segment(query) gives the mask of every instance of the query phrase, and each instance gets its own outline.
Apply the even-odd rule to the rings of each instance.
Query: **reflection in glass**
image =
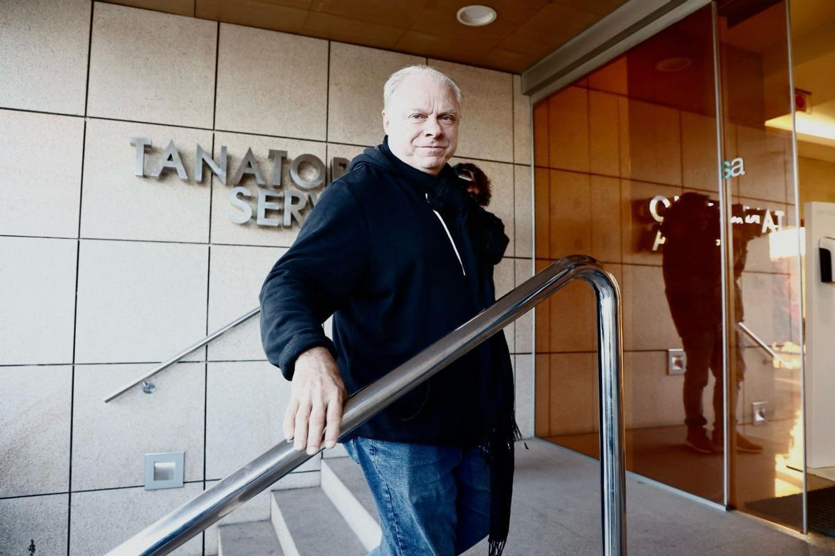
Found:
[[[628,468],[721,503],[722,454],[706,433],[694,449],[686,424],[722,429],[718,203],[688,217],[686,238],[664,230],[681,224],[666,218],[690,199],[718,199],[715,85],[707,7],[535,106],[534,176],[539,263],[590,254],[621,286]],[[683,278],[675,262],[697,259],[688,242],[704,248]],[[701,290],[681,297],[694,280]],[[671,293],[687,307],[671,307]],[[578,284],[537,309],[536,431],[596,456],[594,308]],[[682,348],[684,373],[668,365]]]
[[[629,468],[802,529],[786,23],[784,1],[708,6],[539,103],[535,245],[621,286]],[[596,456],[594,319],[581,284],[538,308],[536,433]]]
[[[776,118],[791,118],[792,113],[786,9],[784,1],[770,0],[720,4],[718,11],[724,158],[741,158],[745,165],[743,173],[726,176],[725,183],[734,203],[760,217],[759,222],[748,223],[736,218],[730,230],[733,241],[728,258],[734,262],[736,279],[735,287],[727,288],[735,317],[727,325],[727,363],[729,382],[741,388],[727,392],[728,426],[733,431],[729,502],[802,530],[795,163],[791,131],[769,125]],[[747,452],[739,434],[764,449]]]

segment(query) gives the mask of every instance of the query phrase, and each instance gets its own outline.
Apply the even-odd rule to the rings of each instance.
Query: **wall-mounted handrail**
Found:
[[[625,556],[620,293],[612,275],[591,258],[574,255],[559,259],[355,393],[345,406],[342,438],[575,278],[591,285],[597,298],[603,554]],[[131,537],[109,554],[167,554],[311,457],[296,450],[291,442],[283,442]]]
[[[220,328],[218,328],[215,332],[211,333],[210,334],[209,334],[208,336],[206,336],[205,338],[204,338],[202,340],[200,340],[196,343],[194,343],[194,344],[189,346],[188,348],[186,348],[183,351],[180,352],[176,355],[174,355],[173,357],[170,357],[168,359],[165,359],[164,361],[163,361],[162,363],[160,363],[159,365],[157,365],[156,367],[154,367],[151,370],[149,370],[147,373],[145,373],[144,374],[143,374],[141,377],[139,377],[138,378],[134,378],[134,380],[132,380],[131,382],[128,383],[127,384],[125,384],[122,388],[119,388],[118,390],[114,390],[109,394],[108,394],[107,398],[104,398],[104,403],[107,403],[110,400],[114,399],[114,398],[117,398],[118,396],[122,395],[123,393],[124,393],[125,392],[127,392],[130,388],[134,388],[134,386],[138,386],[139,384],[141,384],[142,383],[145,382],[146,380],[148,380],[149,378],[150,378],[151,377],[153,377],[154,374],[156,374],[159,371],[162,371],[162,370],[164,370],[164,369],[168,368],[169,367],[170,367],[174,363],[177,363],[178,361],[180,361],[180,359],[182,359],[184,357],[185,357],[186,355],[188,355],[191,352],[195,351],[195,349],[198,349],[199,348],[202,348],[203,346],[205,346],[207,343],[210,343],[212,340],[214,340],[215,338],[218,338],[219,336],[222,336],[224,333],[225,333],[230,329],[234,328],[235,327],[236,327],[237,325],[240,324],[241,323],[248,321],[250,318],[251,318],[252,317],[255,317],[259,313],[261,313],[261,307],[256,307],[256,308],[252,309],[249,313],[238,317],[237,318],[235,318],[235,320],[233,320],[231,323],[224,325]]]
[[[780,357],[780,355],[776,351],[772,349],[772,347],[770,345],[766,343],[762,338],[755,334],[754,331],[749,328],[747,326],[746,326],[745,323],[736,323],[736,326],[738,326],[740,330],[744,332],[748,338],[754,340],[754,343],[756,343],[760,348],[762,348],[762,349],[764,349],[767,353],[771,355],[772,359],[777,359],[777,361],[779,361],[785,368],[792,368],[792,367],[789,365],[788,362],[786,361],[786,359]]]

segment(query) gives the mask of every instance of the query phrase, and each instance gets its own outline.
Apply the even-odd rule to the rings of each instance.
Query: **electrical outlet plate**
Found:
[[[687,354],[683,349],[667,350],[667,374],[684,374],[687,369]]]
[[[185,460],[185,452],[146,453],[145,490],[182,488]]]
[[[753,425],[764,425],[768,423],[768,402],[752,402],[751,415],[751,423]]]

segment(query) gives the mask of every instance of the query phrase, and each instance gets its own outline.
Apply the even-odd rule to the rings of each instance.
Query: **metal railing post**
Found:
[[[590,257],[559,259],[352,395],[345,405],[342,437],[575,278],[590,284],[597,296],[603,554],[626,556],[620,293],[612,275]],[[312,457],[283,442],[108,553],[168,554]]]
[[[602,270],[584,273],[579,278],[591,285],[597,297],[603,553],[626,556],[620,292]]]

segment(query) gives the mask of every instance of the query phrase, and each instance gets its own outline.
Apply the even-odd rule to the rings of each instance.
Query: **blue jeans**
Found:
[[[478,448],[357,437],[345,443],[382,529],[369,556],[453,556],[487,536],[490,471]]]

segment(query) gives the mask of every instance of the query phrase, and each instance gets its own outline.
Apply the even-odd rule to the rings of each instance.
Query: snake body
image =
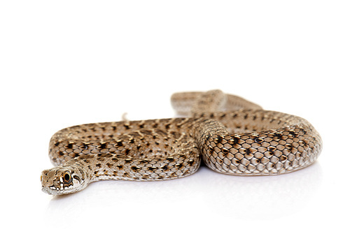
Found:
[[[50,141],[55,165],[41,173],[42,190],[71,193],[102,179],[154,181],[193,174],[201,161],[234,175],[279,175],[305,168],[322,149],[307,120],[264,110],[218,90],[175,94],[188,117],[71,126]]]

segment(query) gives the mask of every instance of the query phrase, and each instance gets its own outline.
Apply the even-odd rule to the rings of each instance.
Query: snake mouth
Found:
[[[64,190],[59,190],[59,189],[56,189],[55,186],[46,187],[42,186],[41,191],[49,195],[63,195],[69,194],[74,192],[73,189],[68,189]]]

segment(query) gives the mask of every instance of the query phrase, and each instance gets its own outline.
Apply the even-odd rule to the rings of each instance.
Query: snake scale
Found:
[[[55,165],[43,170],[42,191],[74,193],[103,179],[155,181],[193,174],[203,161],[234,175],[293,172],[314,163],[322,140],[307,120],[262,110],[220,90],[176,93],[185,117],[71,126],[51,138]]]

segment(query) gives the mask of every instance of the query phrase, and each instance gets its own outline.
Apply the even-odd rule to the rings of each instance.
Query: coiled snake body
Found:
[[[174,94],[186,118],[75,126],[56,133],[42,190],[71,193],[102,179],[163,180],[192,175],[201,160],[234,175],[287,173],[314,163],[322,148],[305,119],[219,90]]]

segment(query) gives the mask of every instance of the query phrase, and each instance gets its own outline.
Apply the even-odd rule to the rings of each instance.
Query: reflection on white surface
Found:
[[[196,214],[275,219],[307,205],[321,184],[321,174],[317,163],[293,173],[265,177],[230,176],[202,165],[193,175],[170,181],[99,182],[76,193],[54,196],[46,217],[64,221],[69,216],[79,219],[80,223],[111,218],[132,222],[181,214],[186,220]],[[66,227],[76,223],[71,220]]]

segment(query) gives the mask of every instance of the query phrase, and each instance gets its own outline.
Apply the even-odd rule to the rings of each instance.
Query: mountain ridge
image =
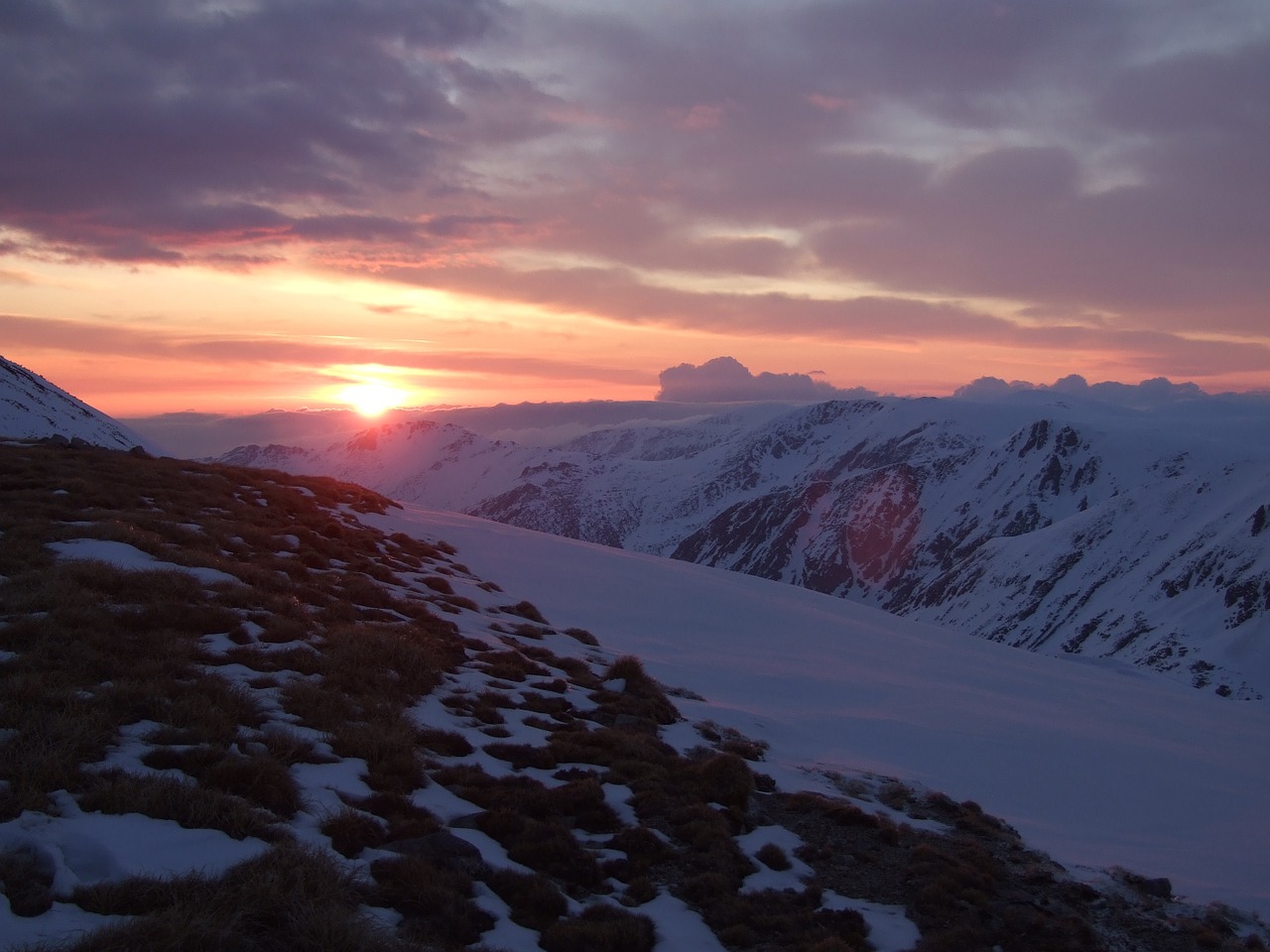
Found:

THE EXERCISE |
Quote the data above in full, leaving out the pictures it holds.

OUTPUT FOR THIS TASK |
segment(query) gives the mask of every instance of the query phrase, and each instance gets its own outline.
Apply the even-odd rule to the rings of each instance.
Query: **reflection in glass**
image =
Found:
[[[628,468],[721,503],[722,454],[706,433],[694,449],[686,424],[722,429],[718,203],[688,217],[686,238],[664,230],[681,224],[666,218],[690,199],[718,199],[715,85],[707,7],[535,106],[534,176],[539,263],[590,254],[621,286]],[[683,278],[675,262],[697,259],[688,242],[704,248]],[[701,290],[681,297],[694,280]],[[671,293],[687,307],[671,307]],[[578,284],[537,309],[536,431],[596,456],[594,308]],[[682,348],[684,373],[668,365]]]
[[[629,468],[802,529],[786,23],[784,1],[708,6],[539,103],[535,245],[621,286]],[[596,456],[594,319],[581,284],[538,308],[536,433]]]
[[[776,118],[791,118],[792,113],[786,9],[784,1],[770,0],[720,4],[718,11],[724,158],[741,158],[745,165],[743,173],[726,176],[725,183],[734,203],[760,217],[759,222],[748,223],[736,218],[730,230],[733,241],[728,258],[734,262],[736,279],[735,287],[727,288],[735,317],[727,325],[727,363],[729,382],[741,388],[727,392],[728,426],[733,431],[729,502],[802,530],[795,163],[791,131],[769,125]],[[747,452],[739,434],[764,449]]]

segment(query) gives the mask of every instance of the query phrase, and each instance gets its own outline.
Apply the even-odd rule to the rings of each instance.
Query: **wall-mounted handrail**
Found:
[[[625,556],[620,293],[612,275],[591,258],[574,255],[559,259],[355,393],[345,406],[342,438],[575,278],[591,285],[597,298],[603,554]],[[131,537],[109,554],[167,554],[311,457],[296,450],[291,442],[283,442]]]
[[[220,328],[218,328],[215,332],[211,333],[210,334],[209,334],[208,336],[206,336],[205,338],[204,338],[202,340],[200,340],[196,343],[194,343],[194,344],[189,346],[188,348],[186,348],[183,351],[180,352],[176,355],[174,355],[173,357],[170,357],[168,359],[165,359],[164,361],[163,361],[162,363],[160,363],[159,365],[157,365],[156,367],[154,367],[151,370],[149,370],[147,373],[145,373],[144,374],[143,374],[141,377],[139,377],[138,378],[134,378],[134,380],[132,380],[131,382],[128,383],[127,384],[125,384],[122,388],[119,388],[118,390],[114,390],[109,394],[108,394],[107,398],[104,398],[104,403],[107,403],[110,400],[114,399],[114,398],[117,398],[118,396],[122,395],[123,393],[124,393],[125,392],[127,392],[130,388],[134,388],[134,386],[138,386],[139,384],[141,384],[142,383],[145,382],[146,380],[148,380],[149,378],[150,378],[151,377],[153,377],[154,374],[156,374],[159,371],[162,371],[162,370],[164,370],[164,369],[168,368],[169,367],[170,367],[174,363],[177,363],[178,361],[180,361],[180,359],[182,359],[184,357],[185,357],[186,355],[188,355],[191,352],[195,351],[195,349],[198,349],[199,348],[202,348],[203,346],[205,346],[207,343],[210,343],[212,340],[214,340],[215,338],[218,338],[219,336],[222,336],[224,333],[225,333],[230,329],[234,328],[235,327],[236,327],[237,325],[240,324],[241,323],[248,321],[250,318],[251,318],[252,317],[255,317],[259,313],[261,313],[261,307],[256,307],[256,308],[252,309],[249,313],[238,317],[237,318],[235,318],[235,320],[233,320],[231,323],[224,325]]]
[[[780,357],[780,355],[776,351],[772,349],[772,347],[770,345],[766,343],[762,338],[755,334],[754,331],[749,328],[747,326],[746,326],[745,323],[736,323],[736,326],[738,326],[740,330],[744,332],[748,338],[754,340],[754,343],[756,343],[760,348],[762,348],[762,349],[764,349],[767,353],[771,355],[772,359],[777,359],[777,361],[779,361],[785,368],[792,368],[792,367],[789,365],[788,362],[786,361],[786,359]]]

segment(query) gives the mask of every instance of the query phrase, and each instance gets its own outline.
Apply the even-odd rule to the rings of each instance.
Query: **electrical outlet plate**
Found:
[[[687,354],[683,349],[667,350],[667,374],[684,374],[687,369]]]
[[[185,460],[185,452],[146,453],[145,490],[182,488]]]
[[[753,425],[764,425],[768,423],[768,402],[752,402],[751,415],[751,423]]]

segment(query) gives the mask of every instance of the query phrase, and each instance gets its own outline.
Apply the even-odd rule to the rings of each instance.
Query: **metal railing post**
Found:
[[[590,257],[559,259],[352,395],[345,405],[342,437],[575,278],[590,284],[597,296],[603,554],[626,556],[620,293],[612,275]],[[312,457],[283,442],[108,553],[168,554]]]
[[[602,270],[584,273],[579,278],[591,285],[597,297],[603,553],[626,556],[620,292]]]

segment(query) gives the mask of every instance of the query phrase, and each instance gets its own outline.
Apply the even-odd rule to the rings of each instance.
Query: **blue jeans**
Found:
[[[478,448],[357,437],[345,443],[382,529],[369,556],[453,556],[487,536],[490,471]]]

segment(query) gives the mask of every instance of the query phrase, and each instance gets its own outline.
Apply the even-odd rule to the rings of each instance.
Query: snake body
image =
Found:
[[[50,141],[55,165],[41,173],[42,190],[71,193],[102,179],[154,181],[193,174],[201,161],[234,175],[279,175],[305,168],[322,149],[307,120],[264,110],[218,90],[175,94],[188,117],[71,126]]]

segment(query) gives the mask of every instance of the query phrase, and each instance gets its own outline.
Apply the even-odd rule to the rings of each instance.
Query: snake mouth
Found:
[[[64,190],[59,190],[59,189],[56,189],[55,186],[46,187],[42,186],[41,191],[49,195],[63,195],[69,194],[74,192],[73,189],[68,189]]]

segment(query) gives the mask of every instance of the query phrase, and each instance gets its own outline.
Apply the even-odd rule to the rings of each instance.
Query: snake scale
Found:
[[[55,165],[43,170],[42,191],[74,193],[103,179],[155,181],[193,174],[203,161],[234,175],[293,172],[314,163],[322,140],[307,120],[262,110],[220,90],[176,93],[185,117],[71,126],[51,138]]]

segment(query) gives the mask of every instance of the query phrase, and each instance gets its own outline.
Apply the even-odd rule to the rings of each instance.
Query: coiled snake body
Found:
[[[174,94],[186,118],[75,126],[56,133],[42,190],[71,193],[102,179],[163,180],[192,175],[201,160],[234,175],[287,173],[314,163],[322,148],[305,119],[219,90]]]

segment(query) gives the mask of every instance of the query phrase, and each instance gets its own outline.
Apply the even-odd rule to the rings of each instance.
Query: reflection on white surface
Found:
[[[196,214],[275,219],[307,205],[321,184],[321,174],[317,163],[293,173],[265,177],[230,176],[202,165],[193,175],[170,181],[99,182],[76,193],[54,196],[46,217],[64,221],[69,216],[79,219],[80,223],[111,218],[132,222],[181,214],[186,220]],[[66,227],[76,223],[71,220]]]

segment(query) gives the mask of every instance of the query phrase, and each instance gets its own outline.
Apply the even-odd rule to the rings of each instance.
Query: mountain ridge
image =
Found:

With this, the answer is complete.